Material provided:

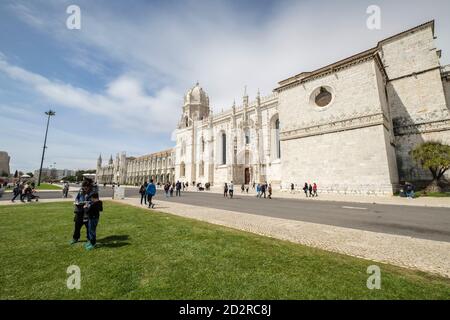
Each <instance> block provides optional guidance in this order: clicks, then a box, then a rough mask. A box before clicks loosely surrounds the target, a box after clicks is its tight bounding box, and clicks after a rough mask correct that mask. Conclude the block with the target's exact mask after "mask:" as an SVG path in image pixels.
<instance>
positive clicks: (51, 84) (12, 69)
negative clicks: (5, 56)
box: [0, 57, 181, 132]
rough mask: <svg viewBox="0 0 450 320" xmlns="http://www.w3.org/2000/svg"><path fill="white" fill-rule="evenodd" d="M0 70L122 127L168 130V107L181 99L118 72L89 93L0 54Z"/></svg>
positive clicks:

Work to be completed: Without the pictures, print all of the records exactly.

Exercise result:
Each <instance> block provides optional guidance in this order: clicks, then a box, then a rough mask. A box before clicks loosely surrounds the target, a box after clicks is its tight bounding box, and clicks after a rough mask correct that mask. Conclude the block with the target's exact mask after "mask:" as an SVG path in image pixels.
<instance>
positive clicks: (51, 84) (12, 69)
negative clicks: (5, 56)
box: [0, 57, 181, 132]
rough mask: <svg viewBox="0 0 450 320" xmlns="http://www.w3.org/2000/svg"><path fill="white" fill-rule="evenodd" d="M0 70L122 127L168 130V107L181 99L118 72L89 93L0 54Z"/></svg>
positive clicks:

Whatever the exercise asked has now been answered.